# [What is needed]
Repeat each line of the data below exactly, but skip the pictures.

(Data extracts Opens)

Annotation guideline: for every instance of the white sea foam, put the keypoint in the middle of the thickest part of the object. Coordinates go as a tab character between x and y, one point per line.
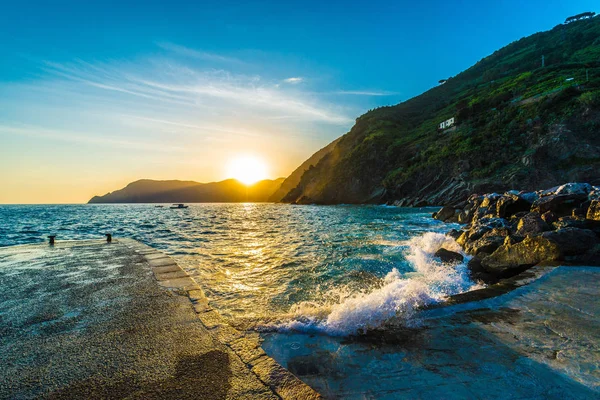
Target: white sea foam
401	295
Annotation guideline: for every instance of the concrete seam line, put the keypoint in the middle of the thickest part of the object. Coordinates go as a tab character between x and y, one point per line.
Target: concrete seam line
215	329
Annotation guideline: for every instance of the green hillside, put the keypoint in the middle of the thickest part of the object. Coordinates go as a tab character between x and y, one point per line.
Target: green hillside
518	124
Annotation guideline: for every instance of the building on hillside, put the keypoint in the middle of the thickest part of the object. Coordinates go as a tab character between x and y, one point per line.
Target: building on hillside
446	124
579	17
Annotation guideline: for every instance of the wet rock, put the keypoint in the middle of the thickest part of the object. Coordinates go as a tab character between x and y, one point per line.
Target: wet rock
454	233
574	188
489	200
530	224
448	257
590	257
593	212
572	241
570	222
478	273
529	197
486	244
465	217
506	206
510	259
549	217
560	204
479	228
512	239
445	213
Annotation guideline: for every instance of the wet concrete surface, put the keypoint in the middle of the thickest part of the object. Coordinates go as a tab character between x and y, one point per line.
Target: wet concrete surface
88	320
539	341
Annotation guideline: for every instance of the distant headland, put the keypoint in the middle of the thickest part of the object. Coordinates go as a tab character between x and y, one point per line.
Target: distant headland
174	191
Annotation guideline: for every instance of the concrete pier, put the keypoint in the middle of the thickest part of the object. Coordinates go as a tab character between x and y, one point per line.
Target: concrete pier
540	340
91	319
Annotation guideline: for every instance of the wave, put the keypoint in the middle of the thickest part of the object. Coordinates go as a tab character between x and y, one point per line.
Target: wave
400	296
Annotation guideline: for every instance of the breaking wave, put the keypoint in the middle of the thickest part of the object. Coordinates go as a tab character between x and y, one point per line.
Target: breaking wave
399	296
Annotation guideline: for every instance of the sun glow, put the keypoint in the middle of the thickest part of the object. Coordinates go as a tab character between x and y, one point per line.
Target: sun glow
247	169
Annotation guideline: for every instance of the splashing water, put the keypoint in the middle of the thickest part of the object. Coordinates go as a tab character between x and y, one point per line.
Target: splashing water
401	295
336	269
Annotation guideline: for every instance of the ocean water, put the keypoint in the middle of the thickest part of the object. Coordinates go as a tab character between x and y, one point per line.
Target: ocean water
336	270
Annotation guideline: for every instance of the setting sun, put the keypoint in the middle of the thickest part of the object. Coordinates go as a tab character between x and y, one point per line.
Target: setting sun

(Data extracts Closes)

# [Exercise result]
Annotation guideline: for every instance of the white sea foam, put the keypoint in the middle of the thickest part of the object. Coordinates go as a tab character between x and y, one point per line.
Target: white sea foam
401	295
Annotation guideline: for every instance of the concrete seam line, put the keypoint in the middle of the thickest part of the object. Coordinates go as a tab character between x and y, one point per line.
Target: concrete seam line
215	329
Annotation guideline: for every instance of the green hillside, put the keypoint in the middle of the thickest part of the object. Coordinates go as a tab character between x and y, one point per line.
Target: green hillside
518	124
Annotation guideline: for every instance of the building on hillside, put the keypoint in the middle of the thickest part of the object. Coordinates go as a tab character between x and y, one point per line.
Target: building on hillside
446	124
579	17
Annotation guideline: for every instance of the wet rock, put the keypoint in the middle of the thickest part of the object. Coordinates go as a tab character between x and y, one point per line.
Target: wet rock
454	233
574	188
489	200
530	224
448	257
590	257
593	212
572	241
570	222
478	273
529	197
486	244
465	217
506	206
510	259
549	217
560	204
479	228
512	239
445	213
Annotation guideline: for every instance of the wet concrete surface, put the keypoint in the middle of the thickest part of the object. Coordinates go as a tab character between x and y, one point per line.
Target: wet concrete surface
88	320
539	341
Annotation guideline: for every instance of the distant headland, put the keypoint in the middle of the thickest part of the object. Coordinates go as a tab character between x and y, one point per line.
Target: distant headland
174	191
Annotation guideline: for every instance of the concrete pier, put the keypoint in the middle of the thickest part of the object. Coordinates go as a tab character between x and y, one point per line.
Target: concrete pier
540	340
91	319
Annotation guideline: for every instance of the wave, put the keypoint in the middle of the thickest part of the object. Coordinates go as a tab character between x and y, one point per line.
Target: wave
400	296
Annotation guideline: for every instance of the breaking wave, put the keypoint in the middle of the thickest part of the object. Coordinates go as a tab character between x and y, one point per line.
Target: breaking wave
399	296
Annotation guideline: for every instance of the sun glow, put the keypoint in the middle of the thickest part of the object. Coordinates go as a tab character between x and y, one point per line.
Target: sun glow
247	169
Annotation guideline: for every instance of the splashing water, put the keypoint in the middle of the thickest part of the object. Coordinates go as a tab character between x and y, one point per line.
Target: splashing water
401	295
336	269
Annotation guideline: for every instance of the ocean water, put the keypoint in the middle of the thickest part of the object. Coordinates go as a tab character between x and y, one point per line.
Target: ocean water
336	270
Annotation guideline: for every instance of the setting sun, put the keypoint in the middle of the thickest part of the object. Coordinates go as a tab character between x and y, one point per line.
Target: setting sun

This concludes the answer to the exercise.